• AIM:
In the mailing-list message about Unicode confusion, what program does Chris Palmer use on Windows to connect to the Linux machine?

• EXTRACT PROVIDED:
◇ ◇ ◇ ◇ ◇

Re: Unicode confusion

From: Ian Barwick <barwick(at)gmx(dot)net>
To: "Chris Palmer" <chris(dot)palmer(at)geneed(dot)com>, <pgsql-general(at)postgresql(dot)org>
Subject: Re: Unicode confusion
Date: 2003-05-13 06:13:28
Message-ID: 200305130813.28878.barwick@gmx.net
Views: Raw Message | Whole Thread | Download mbox | Resend email
Thread:
Lists: pgsql-general

On Tuesday 13 May 2003 00:35, Chris Palmer wrote:
(...)
> ===
> ps = new PrintStream(System.out, true, "UTF-8");
> ...
> // this line might look strange to you if your mailer shows it differently
> than mine does: s.executeUpdate("INSERT INTO test (chug) VALUES
> ('¤ä´©¬O¬°¤FÅý')"); s.executeUpdate("INSERT INTO test (chug) VALUES
> ('testing')");
> s.executeUpdate("INSERT INTO test (chug) VALUES ('\u262f\u0b87')");
> ...
> ps.println(rs.getString("chug"));
> ===
>
> I'm no Java expert, so if that's not a good way to get UTF-8-encoded
> output, please let me know. When I try it, I get:
>
> ===
>
> > java Noodle > goo
> > cat goo
>
> ¤ä´©¬O¬°¤FÃ
> ý
> testing
> â¯à®
> ===
>
> I installed KDE on our Linux machine (the one running Java and Pg) and got
> the similar results using konsole. (Fwiw I am using PuTTY on Windows to
> connect to Linux).
>
> ===
> ¤ä´©¬O¬°¤FÃý
> testing
> â¯à®
> ===
>
> Note the lack of the newline in the middle of the first result.
>
> In either case, konsole or PuTTY, I am not getting back what I put in (the
> first s.executeUpdate(...), above).

◇ ◇ ◇ ◇ ◇

• PROVIDED MATERIAL:
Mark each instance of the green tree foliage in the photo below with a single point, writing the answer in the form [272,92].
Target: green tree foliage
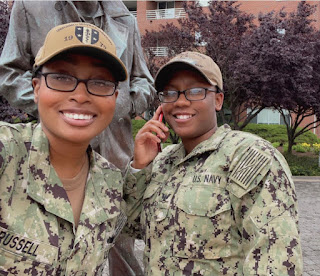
[278,67]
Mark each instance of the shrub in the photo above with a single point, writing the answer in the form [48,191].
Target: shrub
[278,133]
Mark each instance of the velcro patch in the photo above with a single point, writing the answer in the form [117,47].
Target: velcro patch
[249,167]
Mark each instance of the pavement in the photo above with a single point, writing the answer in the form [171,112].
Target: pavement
[308,192]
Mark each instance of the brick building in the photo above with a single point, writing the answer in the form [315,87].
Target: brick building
[151,14]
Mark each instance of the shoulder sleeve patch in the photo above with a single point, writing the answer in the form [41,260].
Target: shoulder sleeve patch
[249,166]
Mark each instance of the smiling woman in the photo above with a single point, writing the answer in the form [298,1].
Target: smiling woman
[61,204]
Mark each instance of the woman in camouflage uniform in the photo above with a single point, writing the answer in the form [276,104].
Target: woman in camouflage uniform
[220,203]
[60,202]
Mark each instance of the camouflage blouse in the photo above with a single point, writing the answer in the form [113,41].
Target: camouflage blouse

◇ ◇ ◇ ◇ ◇

• EXERCISE ANSWER:
PuTTY